(Entries from a pointing dataset)
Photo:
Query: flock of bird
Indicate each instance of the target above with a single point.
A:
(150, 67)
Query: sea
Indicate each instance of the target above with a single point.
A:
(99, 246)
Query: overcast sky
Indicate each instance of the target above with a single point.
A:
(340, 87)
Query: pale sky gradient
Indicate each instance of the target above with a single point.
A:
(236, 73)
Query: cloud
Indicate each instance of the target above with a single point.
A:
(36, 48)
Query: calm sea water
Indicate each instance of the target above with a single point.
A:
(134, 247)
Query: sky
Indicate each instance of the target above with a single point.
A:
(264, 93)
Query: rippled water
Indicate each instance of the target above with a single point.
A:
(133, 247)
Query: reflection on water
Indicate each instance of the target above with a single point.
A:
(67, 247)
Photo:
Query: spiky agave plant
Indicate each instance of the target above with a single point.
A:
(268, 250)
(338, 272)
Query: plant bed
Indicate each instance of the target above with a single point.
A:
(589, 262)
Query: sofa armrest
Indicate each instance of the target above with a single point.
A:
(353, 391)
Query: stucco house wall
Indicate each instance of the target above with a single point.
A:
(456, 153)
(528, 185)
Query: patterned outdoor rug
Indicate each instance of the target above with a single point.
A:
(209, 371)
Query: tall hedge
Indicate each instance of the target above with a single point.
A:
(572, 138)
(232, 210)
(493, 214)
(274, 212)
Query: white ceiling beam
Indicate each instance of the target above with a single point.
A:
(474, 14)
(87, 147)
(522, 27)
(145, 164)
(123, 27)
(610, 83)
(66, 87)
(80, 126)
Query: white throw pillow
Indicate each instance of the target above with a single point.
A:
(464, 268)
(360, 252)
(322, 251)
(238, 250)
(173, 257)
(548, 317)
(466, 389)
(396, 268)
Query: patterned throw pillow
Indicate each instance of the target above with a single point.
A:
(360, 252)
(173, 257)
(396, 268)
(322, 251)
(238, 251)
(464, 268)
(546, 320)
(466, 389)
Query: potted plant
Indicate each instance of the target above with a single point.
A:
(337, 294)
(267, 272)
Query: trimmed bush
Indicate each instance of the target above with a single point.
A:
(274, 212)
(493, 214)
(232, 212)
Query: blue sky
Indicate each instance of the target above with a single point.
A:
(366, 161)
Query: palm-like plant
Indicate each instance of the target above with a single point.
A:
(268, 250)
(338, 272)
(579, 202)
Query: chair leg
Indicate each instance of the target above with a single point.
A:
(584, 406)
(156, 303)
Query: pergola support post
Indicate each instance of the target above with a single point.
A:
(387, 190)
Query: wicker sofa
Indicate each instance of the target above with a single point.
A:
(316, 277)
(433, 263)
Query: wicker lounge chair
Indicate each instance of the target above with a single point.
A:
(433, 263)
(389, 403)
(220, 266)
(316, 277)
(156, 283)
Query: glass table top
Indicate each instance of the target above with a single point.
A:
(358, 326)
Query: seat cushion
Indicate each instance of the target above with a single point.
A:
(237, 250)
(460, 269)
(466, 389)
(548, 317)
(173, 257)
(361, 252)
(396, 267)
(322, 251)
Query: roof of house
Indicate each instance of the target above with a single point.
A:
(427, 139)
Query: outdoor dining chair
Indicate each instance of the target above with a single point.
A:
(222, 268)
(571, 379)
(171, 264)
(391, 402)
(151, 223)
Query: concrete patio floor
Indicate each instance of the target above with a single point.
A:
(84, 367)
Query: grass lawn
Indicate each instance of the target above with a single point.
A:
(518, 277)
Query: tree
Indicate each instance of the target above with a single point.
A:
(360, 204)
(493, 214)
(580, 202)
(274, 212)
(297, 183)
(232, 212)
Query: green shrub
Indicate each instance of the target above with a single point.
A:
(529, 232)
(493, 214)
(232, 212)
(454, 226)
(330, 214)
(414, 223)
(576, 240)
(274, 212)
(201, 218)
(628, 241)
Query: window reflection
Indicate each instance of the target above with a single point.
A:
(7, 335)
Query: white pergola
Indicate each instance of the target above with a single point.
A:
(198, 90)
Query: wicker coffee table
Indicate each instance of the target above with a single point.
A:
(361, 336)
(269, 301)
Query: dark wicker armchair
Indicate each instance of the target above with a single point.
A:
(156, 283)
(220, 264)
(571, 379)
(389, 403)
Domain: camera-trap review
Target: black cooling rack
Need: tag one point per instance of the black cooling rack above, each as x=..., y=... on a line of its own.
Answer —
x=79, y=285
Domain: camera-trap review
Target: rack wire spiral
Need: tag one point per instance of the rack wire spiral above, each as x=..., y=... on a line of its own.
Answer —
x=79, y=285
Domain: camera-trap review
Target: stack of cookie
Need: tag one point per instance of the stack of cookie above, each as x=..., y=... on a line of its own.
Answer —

| TASK INSTRUCTIONS |
Extract each entry in full and write it down exactly.

| ANSWER FOR THIS EXERCISE |
Photo:
Query: flock of bird
Indicate each instance of the target above with a single point.
A:
(150, 67)
Query: sea
Indicate each instance of the target above with a single point.
A:
(99, 246)
Query: overcast sky
Indicate each instance of the target above with a single point.
A:
(340, 87)
Query: pale sky gradient
Indicate each instance of the target above with a single point.
A:
(236, 73)
Query: cloud
Indicate each instance of the target above with a single point.
A:
(36, 48)
Query: calm sea water
Indicate each instance of the target above with a single point.
A:
(134, 247)
Query: sky
Indicate each instance of the target above with a single point.
A:
(264, 93)
Query: rippled water
Indicate each instance of the target above with a single point.
A:
(133, 247)
Query: reflection on water
Indicate each instance of the target above with a single point.
A:
(67, 247)
Photo:
Query: spiky agave plant
Indicate each instance of the target above with a single point.
A:
(268, 250)
(338, 272)
Query: plant bed
Indicate each instance of the target above with a single point.
A:
(589, 262)
Query: sofa armrest
Indicate each instance of the target above with a single point.
A:
(353, 391)
Query: stucco house wall
Indicate each instance of the target above with a single point.
A:
(456, 153)
(528, 185)
Query: patterned outdoor rug
Indicate each instance of the target above with a single point.
A:
(209, 371)
Query: tall hedge
Indicate each instance of the target above with a single point.
A:
(572, 138)
(232, 210)
(493, 214)
(274, 212)
Query: white ceiling beam
Indicate each instance of the target above with a single point.
A:
(474, 14)
(87, 147)
(522, 27)
(145, 164)
(123, 27)
(610, 83)
(66, 87)
(80, 126)
Query: white throw pillow
Indicate each instance of the target above with a single point.
A:
(464, 268)
(360, 252)
(322, 251)
(238, 250)
(173, 257)
(548, 317)
(466, 389)
(396, 268)
Query: patterned throw pillow
Indicate each instance of the target above with a single point.
A:
(360, 252)
(173, 257)
(396, 268)
(322, 251)
(238, 251)
(464, 268)
(546, 320)
(466, 389)
Query: potted plant
Indicate each instance of the target above with a single point.
A:
(337, 294)
(267, 272)
Query: trimmed bush
Indicate each instance of the target above with a single point.
A:
(274, 212)
(493, 214)
(232, 212)
Query: blue sky
Indicate each instance of the target above with a single point.
A:
(366, 161)
Query: palm-like plant
Indicate each instance of the target above with a single point.
A:
(268, 250)
(338, 272)
(579, 202)
Query: chair leg
Indicate each instance of the target above with a single point.
A:
(584, 406)
(156, 303)
Query: pergola support post
Indicate each instance of the target above with a single point.
A:
(387, 190)
Query: wicker sofa
Indicate each instance of the target above with a single point.
A:
(316, 277)
(433, 263)
Query: wicker lounge chair
Indicate each instance of the target above with a single point.
A:
(433, 263)
(389, 403)
(220, 266)
(316, 277)
(156, 283)
Query: glass table top
Indicate each instance of the target above with a single point.
A:
(358, 326)
Query: seat cushion
Indicate each instance of the target above with a single point.
A:
(237, 250)
(460, 269)
(466, 389)
(548, 317)
(173, 257)
(361, 252)
(396, 267)
(322, 251)
Query: roof of house
Indicate each instance of the target above with a single point.
A:
(427, 139)
Query: outdoor dining chair
Indicate each instance of the target above with a single point.
A:
(222, 268)
(571, 379)
(171, 264)
(391, 402)
(151, 223)
Query: concrete patio floor
Indicate each instance of the target above with a single point.
A:
(84, 367)
Query: grass lawn
Indicate each instance of the target above with a single point.
A:
(518, 277)
Query: tree
Indicate each instance of the target above with a single point.
A:
(360, 204)
(493, 214)
(580, 202)
(274, 212)
(297, 183)
(232, 212)
Query: green shrub
Indicate each instance of the target above with a single point.
A:
(529, 232)
(493, 214)
(232, 212)
(454, 226)
(330, 214)
(414, 223)
(576, 240)
(274, 212)
(201, 218)
(628, 241)
Query: window reflection
Indicate each instance of the target above with a single point.
A:
(7, 335)
Query: white pergola
Indicate each instance of the target above with a single point.
A:
(198, 90)
Query: wicker coffee table
Indicate each instance of the target above with a single point.
A:
(361, 336)
(269, 301)
Query: dark wicker armchair
Indicate each instance of the target above with a single point.
A:
(156, 283)
(220, 264)
(571, 379)
(389, 403)
Domain: camera-trap review
Target: black cooling rack
Need: tag one point per instance of the black cooling rack above, each as x=..., y=... on a line of its own.
Answer —
x=79, y=285
Domain: camera-trap review
Target: rack wire spiral
Need: tag one point per instance of the rack wire spiral above, each as x=..., y=... on a line of its own.
Answer —
x=79, y=285
Domain: camera-trap review
Target: stack of cookie
Need: tag one point per instance of the stack of cookie above, each as x=..., y=... on a line of its own.
Answer —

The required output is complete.